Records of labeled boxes
⟨

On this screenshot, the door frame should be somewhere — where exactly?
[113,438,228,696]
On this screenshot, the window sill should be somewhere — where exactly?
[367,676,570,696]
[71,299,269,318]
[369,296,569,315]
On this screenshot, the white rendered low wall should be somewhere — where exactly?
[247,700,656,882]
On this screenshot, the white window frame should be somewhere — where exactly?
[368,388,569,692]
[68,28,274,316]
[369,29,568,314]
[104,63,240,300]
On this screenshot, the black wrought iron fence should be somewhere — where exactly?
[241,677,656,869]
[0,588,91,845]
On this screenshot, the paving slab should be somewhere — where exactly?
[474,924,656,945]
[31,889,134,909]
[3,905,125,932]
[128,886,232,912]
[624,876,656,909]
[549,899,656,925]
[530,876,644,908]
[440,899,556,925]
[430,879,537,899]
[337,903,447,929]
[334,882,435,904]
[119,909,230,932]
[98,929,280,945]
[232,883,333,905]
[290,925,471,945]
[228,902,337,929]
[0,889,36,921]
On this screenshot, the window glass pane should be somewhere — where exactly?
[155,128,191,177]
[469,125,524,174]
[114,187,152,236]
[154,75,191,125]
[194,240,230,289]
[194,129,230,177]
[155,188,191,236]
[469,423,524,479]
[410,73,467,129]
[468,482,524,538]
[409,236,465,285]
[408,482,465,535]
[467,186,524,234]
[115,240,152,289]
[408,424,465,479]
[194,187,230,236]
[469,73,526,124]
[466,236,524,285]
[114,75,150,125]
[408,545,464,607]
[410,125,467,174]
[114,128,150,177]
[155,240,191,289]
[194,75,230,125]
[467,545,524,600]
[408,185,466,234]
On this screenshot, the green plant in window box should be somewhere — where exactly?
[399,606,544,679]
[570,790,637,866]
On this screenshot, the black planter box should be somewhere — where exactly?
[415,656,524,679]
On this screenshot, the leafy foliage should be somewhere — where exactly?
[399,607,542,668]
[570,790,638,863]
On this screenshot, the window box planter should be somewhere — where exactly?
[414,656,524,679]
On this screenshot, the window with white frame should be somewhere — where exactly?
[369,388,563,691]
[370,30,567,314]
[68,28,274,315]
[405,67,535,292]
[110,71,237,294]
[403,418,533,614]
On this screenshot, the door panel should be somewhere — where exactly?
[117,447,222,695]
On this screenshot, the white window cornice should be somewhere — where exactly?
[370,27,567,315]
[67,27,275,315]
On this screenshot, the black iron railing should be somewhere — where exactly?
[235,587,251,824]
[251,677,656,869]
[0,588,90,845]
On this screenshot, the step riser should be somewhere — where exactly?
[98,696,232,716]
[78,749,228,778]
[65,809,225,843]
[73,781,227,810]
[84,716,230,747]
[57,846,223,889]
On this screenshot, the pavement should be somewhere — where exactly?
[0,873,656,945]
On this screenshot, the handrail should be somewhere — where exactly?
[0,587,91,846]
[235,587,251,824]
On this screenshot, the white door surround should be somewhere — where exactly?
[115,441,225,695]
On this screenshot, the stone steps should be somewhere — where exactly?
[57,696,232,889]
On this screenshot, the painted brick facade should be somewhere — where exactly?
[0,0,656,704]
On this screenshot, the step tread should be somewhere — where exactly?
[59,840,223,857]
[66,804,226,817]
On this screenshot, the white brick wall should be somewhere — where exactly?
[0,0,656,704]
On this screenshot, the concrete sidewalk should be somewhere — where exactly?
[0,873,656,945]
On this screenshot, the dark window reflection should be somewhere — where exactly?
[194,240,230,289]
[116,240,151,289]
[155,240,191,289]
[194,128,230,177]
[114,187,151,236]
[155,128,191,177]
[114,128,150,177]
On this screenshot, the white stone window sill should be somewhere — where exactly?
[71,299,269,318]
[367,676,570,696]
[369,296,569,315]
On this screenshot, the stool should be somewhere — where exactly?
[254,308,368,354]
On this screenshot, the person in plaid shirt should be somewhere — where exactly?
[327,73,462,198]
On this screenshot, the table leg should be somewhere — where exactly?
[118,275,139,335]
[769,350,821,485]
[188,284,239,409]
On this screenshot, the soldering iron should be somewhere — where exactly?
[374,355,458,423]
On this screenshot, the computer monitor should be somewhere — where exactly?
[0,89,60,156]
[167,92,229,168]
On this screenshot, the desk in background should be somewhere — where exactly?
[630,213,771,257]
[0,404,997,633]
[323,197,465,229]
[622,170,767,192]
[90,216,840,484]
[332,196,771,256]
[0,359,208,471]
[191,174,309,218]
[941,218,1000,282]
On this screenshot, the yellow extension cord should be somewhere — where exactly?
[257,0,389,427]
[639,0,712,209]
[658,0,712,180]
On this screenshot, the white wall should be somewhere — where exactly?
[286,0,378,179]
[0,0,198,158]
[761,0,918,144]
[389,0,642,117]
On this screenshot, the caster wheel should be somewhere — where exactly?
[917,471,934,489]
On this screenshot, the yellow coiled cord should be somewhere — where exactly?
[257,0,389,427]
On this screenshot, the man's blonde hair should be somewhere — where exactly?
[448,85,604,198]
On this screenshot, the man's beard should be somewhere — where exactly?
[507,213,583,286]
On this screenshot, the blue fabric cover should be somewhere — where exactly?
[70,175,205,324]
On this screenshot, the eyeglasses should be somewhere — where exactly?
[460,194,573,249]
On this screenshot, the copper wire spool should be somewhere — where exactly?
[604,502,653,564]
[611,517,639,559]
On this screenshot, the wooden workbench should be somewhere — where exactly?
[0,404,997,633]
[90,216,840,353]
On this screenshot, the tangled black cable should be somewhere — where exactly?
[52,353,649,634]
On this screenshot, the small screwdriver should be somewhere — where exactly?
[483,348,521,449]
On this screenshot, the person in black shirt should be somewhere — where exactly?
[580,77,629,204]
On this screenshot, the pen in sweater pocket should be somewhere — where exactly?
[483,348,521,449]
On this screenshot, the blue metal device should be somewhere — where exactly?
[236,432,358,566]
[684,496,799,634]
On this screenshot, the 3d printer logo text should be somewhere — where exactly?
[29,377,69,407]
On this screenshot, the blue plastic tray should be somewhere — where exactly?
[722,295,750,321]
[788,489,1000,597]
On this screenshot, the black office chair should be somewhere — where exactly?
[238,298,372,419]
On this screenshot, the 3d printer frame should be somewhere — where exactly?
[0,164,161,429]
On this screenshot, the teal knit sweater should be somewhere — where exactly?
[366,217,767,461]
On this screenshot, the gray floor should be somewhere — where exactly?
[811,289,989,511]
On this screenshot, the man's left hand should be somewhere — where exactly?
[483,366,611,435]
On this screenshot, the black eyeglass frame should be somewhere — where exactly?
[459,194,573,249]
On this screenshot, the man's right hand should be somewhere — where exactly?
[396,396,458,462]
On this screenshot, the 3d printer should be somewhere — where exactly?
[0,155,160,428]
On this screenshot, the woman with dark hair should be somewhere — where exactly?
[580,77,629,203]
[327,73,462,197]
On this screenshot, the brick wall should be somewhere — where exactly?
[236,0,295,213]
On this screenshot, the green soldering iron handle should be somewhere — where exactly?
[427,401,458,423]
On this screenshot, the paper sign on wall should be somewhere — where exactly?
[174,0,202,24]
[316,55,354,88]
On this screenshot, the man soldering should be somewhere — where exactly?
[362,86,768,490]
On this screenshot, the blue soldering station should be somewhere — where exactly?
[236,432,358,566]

⟩

> [PROBLEM DESCRIPTION]: Copy out, unchanged, the stretch of the listing from the line containing "On this screenshot, the window glass" through the line containing "[408,185,466,234]", with both of those lines included.

> [RESULT OF THE EXERCISE]:
On this screenshot, the window glass pane should be somewhere — where exactly?
[155,128,191,177]
[469,125,524,174]
[114,187,152,236]
[154,75,191,125]
[194,240,230,289]
[194,129,230,177]
[155,188,191,236]
[469,423,524,479]
[410,73,467,129]
[468,482,524,538]
[409,236,465,285]
[408,482,465,535]
[467,186,524,234]
[115,240,152,289]
[408,424,465,479]
[194,187,230,236]
[469,73,526,124]
[466,236,524,285]
[114,75,150,125]
[408,545,464,607]
[410,125,467,174]
[114,128,150,177]
[155,240,191,289]
[194,75,230,125]
[467,545,524,600]
[408,185,466,234]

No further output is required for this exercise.